Что нужно сделать = Повторите все приведенные ниже записи строка за строкой, без каких-либо изменений.

(Записи размеченных фигур)

┏━━

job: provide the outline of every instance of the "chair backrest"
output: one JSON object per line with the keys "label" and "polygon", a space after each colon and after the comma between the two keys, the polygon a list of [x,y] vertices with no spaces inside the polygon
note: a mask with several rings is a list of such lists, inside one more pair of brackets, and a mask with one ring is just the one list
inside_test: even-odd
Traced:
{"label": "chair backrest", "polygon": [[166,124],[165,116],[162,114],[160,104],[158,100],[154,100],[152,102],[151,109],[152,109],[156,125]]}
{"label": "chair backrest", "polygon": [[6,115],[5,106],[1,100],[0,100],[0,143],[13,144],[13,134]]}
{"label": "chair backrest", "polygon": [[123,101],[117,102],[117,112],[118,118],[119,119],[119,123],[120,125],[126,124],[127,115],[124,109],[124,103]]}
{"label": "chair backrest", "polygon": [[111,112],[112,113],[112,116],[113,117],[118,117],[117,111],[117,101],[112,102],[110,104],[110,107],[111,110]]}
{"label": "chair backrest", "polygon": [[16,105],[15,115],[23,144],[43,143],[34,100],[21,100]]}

┗━━

Письменный ответ =
job: provide the outline of every instance of the "chair backrest"
output: one JSON object per line with the keys "label" and "polygon", a space after each colon and after the comma between the two keys, the polygon a list of [x,y] vertices with no spaces inside the polygon
note: a mask with several rings is a list of such lists, inside one more pair of brackets, and a mask with one ring is just the one list
inside_test: even-odd
Traced:
{"label": "chair backrest", "polygon": [[166,124],[165,116],[162,114],[160,104],[158,100],[154,100],[152,102],[151,109],[152,109],[156,125]]}
{"label": "chair backrest", "polygon": [[6,115],[5,106],[1,100],[0,100],[0,143],[13,144],[13,134]]}
{"label": "chair backrest", "polygon": [[123,101],[117,102],[117,112],[118,118],[119,119],[119,123],[120,125],[126,124],[127,115],[124,109],[124,103]]}
{"label": "chair backrest", "polygon": [[111,112],[112,113],[112,116],[113,117],[118,117],[117,111],[117,101],[112,102],[110,104],[110,107],[111,110]]}
{"label": "chair backrest", "polygon": [[16,105],[15,115],[23,144],[43,143],[34,100],[21,100]]}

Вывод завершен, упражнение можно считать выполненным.